+++ Data shown

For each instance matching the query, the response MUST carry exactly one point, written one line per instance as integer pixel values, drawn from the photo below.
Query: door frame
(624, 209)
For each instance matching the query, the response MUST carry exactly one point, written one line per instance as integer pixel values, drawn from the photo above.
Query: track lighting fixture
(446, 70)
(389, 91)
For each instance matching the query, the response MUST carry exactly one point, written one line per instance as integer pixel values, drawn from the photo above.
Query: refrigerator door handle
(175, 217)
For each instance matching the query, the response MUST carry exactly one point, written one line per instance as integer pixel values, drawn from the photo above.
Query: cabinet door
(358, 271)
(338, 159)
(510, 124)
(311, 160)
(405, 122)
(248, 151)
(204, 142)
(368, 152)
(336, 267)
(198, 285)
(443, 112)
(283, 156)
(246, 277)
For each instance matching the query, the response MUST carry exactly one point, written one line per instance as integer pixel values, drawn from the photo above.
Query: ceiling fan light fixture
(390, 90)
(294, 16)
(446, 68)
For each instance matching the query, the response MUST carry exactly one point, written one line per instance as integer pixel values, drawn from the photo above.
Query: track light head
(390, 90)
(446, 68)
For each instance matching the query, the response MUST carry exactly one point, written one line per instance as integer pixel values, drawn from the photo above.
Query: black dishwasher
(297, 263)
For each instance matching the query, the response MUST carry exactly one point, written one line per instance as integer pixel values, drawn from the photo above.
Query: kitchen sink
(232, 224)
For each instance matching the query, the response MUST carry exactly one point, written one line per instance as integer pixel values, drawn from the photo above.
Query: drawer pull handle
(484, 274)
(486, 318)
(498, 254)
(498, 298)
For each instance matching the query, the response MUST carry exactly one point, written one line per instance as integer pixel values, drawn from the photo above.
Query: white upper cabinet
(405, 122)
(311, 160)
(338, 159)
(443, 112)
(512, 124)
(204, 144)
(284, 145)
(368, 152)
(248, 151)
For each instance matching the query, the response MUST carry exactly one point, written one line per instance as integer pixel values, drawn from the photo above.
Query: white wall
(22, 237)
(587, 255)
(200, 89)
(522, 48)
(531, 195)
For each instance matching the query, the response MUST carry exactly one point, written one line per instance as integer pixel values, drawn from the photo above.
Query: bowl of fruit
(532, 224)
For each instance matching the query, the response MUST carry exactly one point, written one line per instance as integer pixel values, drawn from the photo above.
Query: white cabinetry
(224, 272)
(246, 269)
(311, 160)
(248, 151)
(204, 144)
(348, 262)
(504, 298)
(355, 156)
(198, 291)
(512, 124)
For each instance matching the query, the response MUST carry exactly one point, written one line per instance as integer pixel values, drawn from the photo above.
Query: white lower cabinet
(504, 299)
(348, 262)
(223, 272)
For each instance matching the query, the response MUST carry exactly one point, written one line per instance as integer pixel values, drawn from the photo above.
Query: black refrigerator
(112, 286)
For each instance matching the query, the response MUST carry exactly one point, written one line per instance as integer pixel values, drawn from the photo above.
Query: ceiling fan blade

++++++

Exercise: Write the listing out again, exactly as shown above.

Result of this task:
For each instance matching the query, the response MUST carry exactly one point, written one line per instance as integer pixel values, drawn from the photo below.
Query: door frame
(624, 209)
For each instance matching the query, the response MUST carry exactly one point, written one line per instance as integer pixel values, drawn from the photo above.
Query: track lighting fixture
(446, 70)
(389, 91)
For each instance matching the query, the response MUST carry exactly one point, written one line per instance as integer pixel values, drawn from the photo above.
Query: refrigerator door handle
(175, 217)
For each instance matching the query, the response MUST carry exactly one point, written one line per instance as integer pixel values, drawn from the photo above.
Query: cabinet door
(358, 271)
(338, 159)
(510, 124)
(311, 160)
(405, 122)
(248, 151)
(204, 142)
(368, 152)
(336, 267)
(198, 285)
(443, 112)
(283, 156)
(246, 277)
For each instance matching the query, the response MUST carry exactly one point, written one line per instance as integer pixel values, drawn from the photo above.
Query: ceiling fan light fixture
(390, 90)
(294, 16)
(446, 68)
For each instance matching the query, the response MUST carry exactly one point, written one line per instance as integer pixel values, drawn from the photo above.
Query: track light head
(390, 90)
(446, 68)
For each instance matching the query, the response MUST carry exactly one point, written one line per instance as integer pixel values, drawn from the photo above.
Query: black dishwasher
(297, 263)
For each instance matching the query, the response MUST carry exactly one point, written one line per instance as integer pixel values, drawn from the photo above.
Query: kitchen sink
(232, 224)
For each instance matching the query, the response MUST carry exactly one point, written one line per instance as integer pixel values, drawn from the photo above.
Query: drawer pull handle
(484, 274)
(486, 318)
(498, 254)
(498, 298)
For each instance matching the query, the response MUST carry exactly one point, written one line per instance as integer pixel values, drawn from the photo above.
Query: white upper cabinet
(405, 122)
(311, 160)
(338, 159)
(443, 112)
(512, 124)
(204, 144)
(284, 145)
(368, 152)
(248, 151)
For each instance matching the query, the response MUST carry exactly one point, written one line per instance as integer pixel values, drawn from the photo above.
Query: white wall
(22, 237)
(587, 255)
(200, 89)
(522, 48)
(531, 195)
For each instance matching the query, the response MUST carry exactly one point, written one line per instance as integer pixel values, drawn from the photo above.
Query: bowl of fruit
(532, 224)
For each instance matching the query, the response MUST carry exactly one point, written one line per instance as integer pixel values, drawn from the photo above.
Query: white cabinetry
(224, 272)
(246, 269)
(311, 160)
(248, 151)
(204, 144)
(348, 262)
(504, 298)
(355, 156)
(198, 291)
(512, 124)
For each instance matching the query, the response MUST carry exactly one point, written one line per instance as integer pixel values, drawn from the photo above.
Query: white lower cabinet
(504, 299)
(348, 262)
(223, 272)
For each instance matching the query, the response MUST carry exactly one point, written one line per instance as integer pixel values, drawn from the photo above.
Query: black refrigerator
(112, 286)
For each instance matching the query, the response MUST carry exactly one point, written one line per instance as integer pixel values, drawn from the photo above.
Query: ceiling fan blade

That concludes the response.